Source document →
[Start]
Johhny_Fever, thank you for responding to my post. I should have updated what my problem was and how I fixed it. I will do that now as the problem I experienced resulted in a lot of wasted time, missed satellite feeds, and countless trips back on the roof.
The whole time my problem was not the feed assembly or the skew at all. It was my own inexperience, lack of knowledge, and poor troubleshooting ability at the time. I have previously installed C/Ku-Band satellite systems in the past (almost a decade ago) and had good results. A 7.5 for starters, and my favorite, a 12 footer. This time around, I felt like I had never touched one before... ha ha
Using one of those cheap satellite finders was how I always got started finding the arc. This time, I was able to find a signal right away. The finder showed full strength. I must be good! Or so I thought...
Elevation and declination were to spec for my area as well as the north /south axis, why can't I lock onto a known transponder for my due south... Defective signal finder I thought... So I got another one. Same result, satellite finder pegged out to the max and lowering the db setting changed nothing.
The instructional notes for the satellite finder said "To avoid a continuous full scale reading, do not use the Satellite Finder directly in front of the dish." I was never in front of the dish, but still had the issue with the full scale reading...
I kept spinning my wheels on this for a while...I then purchased a real signal meter from Rick. The SATHERO SH-900HD, awesome meter by the way. I thought having a more accurate and comprehensive tool would help... It helped immensely, but only after I found the real problem.
[End]
Directions →
1. In the satellite dish post, which signal meter did the writer buy from Rick?
2. Echo everything in the satellite dish post from "I kept spinning" down to "the real problem.".
3. Rewrite the paragraph of the satellite dish post that begins "Elevation and declination were to spec" as a short bulleted list that keeps its main facts.
The data after this point isn't needed for any of the tasks.

Data shown →
[Start]
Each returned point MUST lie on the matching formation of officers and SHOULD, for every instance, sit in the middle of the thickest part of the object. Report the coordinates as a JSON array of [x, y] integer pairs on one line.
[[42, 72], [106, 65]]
[End]
Replies →
1. The SATHERO SH-900HD.

2.
I kept spinning my wheels on this for a while...I then purchased a real signal meter from Rick. The SATHERO SH-900HD, awesome meter by the way. I thought having a more accurate and comprehensive tool would help... It helped immensely, but only after I found the real problem.

3.
- Elevation, declination, and the north/south axis were all set to spec for the writer's area.
- The dish still would not lock onto a known transponder for due south.
- Suspecting a defective signal finder, the writer got another one.
- The result was the same: the finder pegged at maximum, and lowering the dB setting changed nothing.